[Directions]:
(a) Reproduce the stretch of the ozone text from "The above described" through "and repeatedly cited.", substituting "low estimates" for "underestimates".
(b) Answer these questions from the ozone text:
(i) Which later assessments accepted the TOAR results without further observational analysis?
(ii) Which baseline-representative data sets are plotted in Figure 2 of the submitted manuscript?
(iii) When was the broad peak in northern midlatitude baseline ozone reached?

[Reading text]:

begin

The above described unfortunate situation originated from the Tarasick and Galbally et al., (2019) analysis of changes in surface ozone at northern temperate latitudes. That analysis suffered from multiple biases (Parrish et al., 2021a) that caused large underestimates in the mid-latitude baseline ozone increase from the 1950s to the early 2000s. Due to the stated aims of TOAR, the later IPCC, CMIP6 and UNEP assessments accepted the TOAR results without further observational analysis. The five later publications cited above do not present observational analysis before 1980, and thus do not address this issue. To our knowledge, the biases in the Tarasick and Galbally et al., (2019) analysis have not been addressed by TOAR, and the underestimates are still presented as accurate and repeatedly cited.
Also to our knowledge, all published observational-based analyses of baseline tropospheric ozone changes at northern midlatitudes are consistent with continuing decreases since the mid-2000s. This decrease is evident in the baseline-representative data sets (European alpine, Mace Head and U.S. National Park data) plotted in Figure 2 of our submitted manuscript under discussion here. Recent published observational analyses are generally based on decadal scale, linear trend analysis (e.g., Gaudel et al., 2020) that is insensitive to the important non-linear character of baseline ozone changes that have occurred at northern midlatitudes - an early rapid increase, a broad peak reached in the mid-2000s (approximately consistent with the turnover in midlatitude anthropogenic NOxemissions), followed by a slow recent decrease. Nevertheless the linear changes quantified over periods beginning in the 1990s are quantitatively consistent with the derived overall, nonlinear change over the same period as verified in detail by Parrish et al. (2021b).

end

[Data shown]:
begin

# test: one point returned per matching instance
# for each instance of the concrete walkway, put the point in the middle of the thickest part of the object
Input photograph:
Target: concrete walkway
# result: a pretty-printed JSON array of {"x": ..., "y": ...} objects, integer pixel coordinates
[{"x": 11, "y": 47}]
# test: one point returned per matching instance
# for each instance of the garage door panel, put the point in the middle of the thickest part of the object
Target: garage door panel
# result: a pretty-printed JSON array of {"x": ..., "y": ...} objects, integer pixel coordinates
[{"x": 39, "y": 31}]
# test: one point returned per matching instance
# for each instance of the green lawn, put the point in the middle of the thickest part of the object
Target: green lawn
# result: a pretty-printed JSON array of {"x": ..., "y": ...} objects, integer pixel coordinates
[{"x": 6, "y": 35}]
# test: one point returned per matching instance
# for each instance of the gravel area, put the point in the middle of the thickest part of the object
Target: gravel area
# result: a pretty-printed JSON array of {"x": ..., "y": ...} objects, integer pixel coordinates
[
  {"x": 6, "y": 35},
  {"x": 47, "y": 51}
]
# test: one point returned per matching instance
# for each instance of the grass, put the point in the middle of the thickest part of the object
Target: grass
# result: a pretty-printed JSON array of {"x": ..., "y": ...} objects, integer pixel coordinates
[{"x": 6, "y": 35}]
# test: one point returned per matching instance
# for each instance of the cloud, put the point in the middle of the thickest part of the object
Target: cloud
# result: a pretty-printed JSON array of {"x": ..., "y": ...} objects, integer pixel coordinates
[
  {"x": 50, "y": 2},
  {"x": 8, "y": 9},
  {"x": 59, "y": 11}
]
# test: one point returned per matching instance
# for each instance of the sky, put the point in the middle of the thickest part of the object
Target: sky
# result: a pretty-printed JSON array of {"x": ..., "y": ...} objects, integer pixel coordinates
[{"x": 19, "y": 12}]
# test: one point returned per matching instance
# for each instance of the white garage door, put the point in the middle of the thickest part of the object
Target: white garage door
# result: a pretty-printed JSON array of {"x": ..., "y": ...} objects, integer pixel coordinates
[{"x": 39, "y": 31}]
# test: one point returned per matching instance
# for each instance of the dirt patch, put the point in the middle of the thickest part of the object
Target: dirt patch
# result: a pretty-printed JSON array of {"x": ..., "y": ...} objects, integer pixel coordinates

end

[Answers given]:
(a)
The above described unfortunate situation originated from the Tarasick and Galbally et al., (2019) analysis of changes in surface ozone at northern temperate latitudes. That analysis suffered from multiple biases (Parrish et al., 2021a) that caused large low estimates in the mid-latitude baseline ozone increase from the 1950s to the early 2000s. Due to the stated aims of TOAR, the later IPCC, CMIP6 and UNEP assessments accepted the TOAR results without further observational analysis. The five later publications cited above do not present observational analysis before 1980, and thus do not address this issue. To our knowledge, the biases in the Tarasick and Galbally et al., (2019) analysis have not been addressed by TOAR, and the low estimates are still presented as accurate and repeatedly cited.

(b)
(i) The IPCC, CMIP6 and UNEP assessments.
(ii) The European alpine, Mace Head and U.S. National Park data.
(iii) In the mid-2000s.